- Task to carry out
Copy out every line of the data from the line with "Target: black belt" through the end of the data, raising each coordinate by 11. Leave all other text as it stands.

Position identification data:

>>>>

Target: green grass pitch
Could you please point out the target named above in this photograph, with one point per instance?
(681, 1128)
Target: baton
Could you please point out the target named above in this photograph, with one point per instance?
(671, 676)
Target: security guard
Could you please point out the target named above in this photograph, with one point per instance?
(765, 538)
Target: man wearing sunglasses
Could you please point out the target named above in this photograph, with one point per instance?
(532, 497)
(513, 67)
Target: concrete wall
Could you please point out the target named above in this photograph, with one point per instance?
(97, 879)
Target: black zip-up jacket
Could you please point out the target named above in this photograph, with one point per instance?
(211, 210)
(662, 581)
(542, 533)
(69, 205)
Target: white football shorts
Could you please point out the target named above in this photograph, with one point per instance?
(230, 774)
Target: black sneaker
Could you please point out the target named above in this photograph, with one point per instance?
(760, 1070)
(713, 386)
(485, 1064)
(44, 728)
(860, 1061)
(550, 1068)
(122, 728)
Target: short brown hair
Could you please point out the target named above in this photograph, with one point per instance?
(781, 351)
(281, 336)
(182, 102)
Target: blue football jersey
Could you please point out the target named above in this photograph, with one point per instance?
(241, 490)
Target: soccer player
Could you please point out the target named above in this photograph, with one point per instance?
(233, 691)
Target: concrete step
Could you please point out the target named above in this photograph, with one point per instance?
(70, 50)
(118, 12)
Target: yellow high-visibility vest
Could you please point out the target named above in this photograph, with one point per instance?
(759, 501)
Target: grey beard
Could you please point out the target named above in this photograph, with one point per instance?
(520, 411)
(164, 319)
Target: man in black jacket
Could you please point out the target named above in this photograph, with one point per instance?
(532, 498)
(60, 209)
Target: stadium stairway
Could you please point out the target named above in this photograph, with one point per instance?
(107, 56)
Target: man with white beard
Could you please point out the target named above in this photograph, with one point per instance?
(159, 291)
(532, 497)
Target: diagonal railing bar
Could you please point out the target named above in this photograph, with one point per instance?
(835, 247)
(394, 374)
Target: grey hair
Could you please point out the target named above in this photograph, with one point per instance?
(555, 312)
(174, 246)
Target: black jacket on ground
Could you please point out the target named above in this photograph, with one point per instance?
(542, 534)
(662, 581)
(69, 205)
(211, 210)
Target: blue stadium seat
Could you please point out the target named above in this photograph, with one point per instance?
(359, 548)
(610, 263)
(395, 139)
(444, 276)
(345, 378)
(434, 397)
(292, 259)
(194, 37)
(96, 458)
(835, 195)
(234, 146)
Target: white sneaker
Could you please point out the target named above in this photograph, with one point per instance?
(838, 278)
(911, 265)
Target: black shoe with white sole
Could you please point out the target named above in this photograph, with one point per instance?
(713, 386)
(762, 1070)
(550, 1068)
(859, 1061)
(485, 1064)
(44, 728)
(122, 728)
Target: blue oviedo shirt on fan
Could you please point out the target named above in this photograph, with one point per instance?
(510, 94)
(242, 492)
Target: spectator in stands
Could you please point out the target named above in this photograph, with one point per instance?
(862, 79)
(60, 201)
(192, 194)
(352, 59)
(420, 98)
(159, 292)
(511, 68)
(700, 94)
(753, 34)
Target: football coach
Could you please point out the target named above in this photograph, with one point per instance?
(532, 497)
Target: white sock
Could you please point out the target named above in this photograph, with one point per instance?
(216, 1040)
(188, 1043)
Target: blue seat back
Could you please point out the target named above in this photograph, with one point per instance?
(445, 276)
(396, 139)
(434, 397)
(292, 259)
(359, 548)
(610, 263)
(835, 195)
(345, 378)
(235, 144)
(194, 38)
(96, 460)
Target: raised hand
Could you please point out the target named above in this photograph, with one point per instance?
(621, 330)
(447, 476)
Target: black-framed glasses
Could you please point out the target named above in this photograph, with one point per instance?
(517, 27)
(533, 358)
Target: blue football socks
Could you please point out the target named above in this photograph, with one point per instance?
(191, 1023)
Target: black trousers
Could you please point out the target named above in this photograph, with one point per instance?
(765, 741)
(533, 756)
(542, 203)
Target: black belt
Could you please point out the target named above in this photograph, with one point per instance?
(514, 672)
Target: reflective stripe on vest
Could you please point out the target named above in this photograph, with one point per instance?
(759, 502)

<<<<

- Solution to this exercise
Target: black belt
Could you please point out the target named above in this photograph, with one point per instance?
(525, 683)
Target: reflective stripe on vest
Could you please point out the target named above in this photograph, with one point per instance?
(770, 513)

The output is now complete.